**Source document**
━━━━
What does the cup and handle pattern look like?
Here is an example of a cup and handle pattern:
The cup and handle pattern is made up of two parts:
- The cup. The cup looks like a “u” or a bowl with a rounded bottom. It forms after a price rally, and its depth should be 30-50% of the rally preceding it. The shallower and more rounded the cup, the better the pattern.
- The handle. The handle is a trading range that develops as a slight downward drift on the right-hand side of the cup. When you look at the handle with the price advance that forms the right side of the cup, it looks like a flag or pennant.
The pattern completes only when the price breaks out from the handle’s trading range to signal the continuation of the previous rally.
Is the cup and handle pattern bullish or bearish?
The cup and handle pattern forms in an uptrend, especially a new uptrend. It is considered a consolidation in the uptrend, and the trend is expected to continue moving upward after the consolidation when the price breaks above the resistance of the consolidation.
━━━━
**Set exercise**
Quote the cup and handle passage word for word, everything from "- The handle." down to "the previous rally.".

**Source data**
━━━━
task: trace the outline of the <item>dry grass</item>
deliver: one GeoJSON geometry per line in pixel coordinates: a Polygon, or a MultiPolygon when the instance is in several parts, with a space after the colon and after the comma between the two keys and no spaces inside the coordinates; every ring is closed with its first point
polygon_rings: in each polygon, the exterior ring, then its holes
━━━━
**Response to the task**
- The handle. The handle is a trading range that develops as a slight downward drift on the right-hand side of the cup. When you look at the handle with the price advance that forms the right side of the cup, it looks like a flag or pennant.
The pattern completes only when the price breaks out from the handle’s trading range to signal the continuation of the previous rally.